> [Text segment]
★ ★ ★
After receiving his law degree from the University of Chicago Law School, Jeb clerked for a federal bankruptcy judge and then practiced as a commercial litigator in Boston and San Francisco. In 1994, he left the practice of law to pursue a doctorate at the University of California, Berkeley. His research centers on the intersection between law and politics and how policy emanates from interactions among the various levels and branches of government.
His research has been published peer-reviewed articles in a variety of journals, including Political Research Quarterly, Law & Society Review, Law & Social Inquiry, and Annual Review of Political Science, and three books: Dust-Up: Asbestos Litigation and the Failure of Commonsense Policy Reform (2011), Overruled? Legislative Overrides, Pluralism, and Contemporary Court-Congress Relations (2004), and a co-edited volume, Making Policy, Making Law: An Interbranch Perspective (2004). He has been invited to present his work in a wide range of academic and professional settings, including Oxford University, Northwestern University, the Center for the Study of Law and Society at UC Berkeley, the Goldman School of Public Policy, the Aspen Institute, and the Institute of Medicine in Washington, D.C.
At USC, he is a Distinguished Dornsife Faculty Fellow and has won numerous awards, including a departmental teaching award, a general education teaching award, the Gamma Sigma Alpha Professor of the Year Award, and the Raubenheimer Award for outstanding junior faculty.
★ ★ ★
> [Extracted records]

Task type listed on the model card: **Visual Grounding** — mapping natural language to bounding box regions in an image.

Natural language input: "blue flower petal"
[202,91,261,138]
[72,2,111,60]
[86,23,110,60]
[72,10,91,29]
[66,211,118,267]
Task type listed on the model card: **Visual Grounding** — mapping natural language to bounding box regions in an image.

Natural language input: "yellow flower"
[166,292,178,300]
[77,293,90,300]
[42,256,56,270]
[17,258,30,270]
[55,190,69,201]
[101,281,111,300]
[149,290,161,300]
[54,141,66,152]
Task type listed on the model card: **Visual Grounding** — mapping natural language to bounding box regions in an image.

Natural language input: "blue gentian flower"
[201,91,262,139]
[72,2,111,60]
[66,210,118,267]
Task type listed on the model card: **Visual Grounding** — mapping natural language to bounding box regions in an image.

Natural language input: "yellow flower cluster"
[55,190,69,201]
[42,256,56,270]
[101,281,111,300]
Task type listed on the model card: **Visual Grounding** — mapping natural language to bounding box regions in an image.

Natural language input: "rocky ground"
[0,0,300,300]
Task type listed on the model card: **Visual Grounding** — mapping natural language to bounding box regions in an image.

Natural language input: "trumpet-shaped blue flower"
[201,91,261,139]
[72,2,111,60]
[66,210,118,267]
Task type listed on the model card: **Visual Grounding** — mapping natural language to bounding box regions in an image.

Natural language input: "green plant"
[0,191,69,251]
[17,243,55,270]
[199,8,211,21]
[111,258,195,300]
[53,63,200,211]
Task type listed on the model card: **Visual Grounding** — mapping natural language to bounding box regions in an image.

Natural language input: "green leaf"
★ ★ ★
> [Exercise instructions]
• 1. Name every journal the faculty biography lists as having published Jeb's peer-reviewed articles.
• 2. According to the faculty biography, in what year did Jeb leave the practice of law to pursue a doctorate?
• 3. Please write out a passage from the faculty biography word for word, beginning at the words "After receiving his" and stopping after "branches of government.".
The lines can be set aside; none of them matter here.

> [Responses by task]
• 1.
Political Research Quarterly
Law & Society Review
Law & Social Inquiry
Annual Review of Political Science

• 2. 1994

• 3.
After receiving his law degree from the University of Chicago Law School, Jeb clerked for a federal bankruptcy judge and then practiced as a commercial litigator in Boston and San Francisco. In 1994, he left the practice of law to pursue a doctorate at the University of California, Berkeley. His research centers on the intersection between law and politics and how policy emanates from interactions among the various levels and branches of government.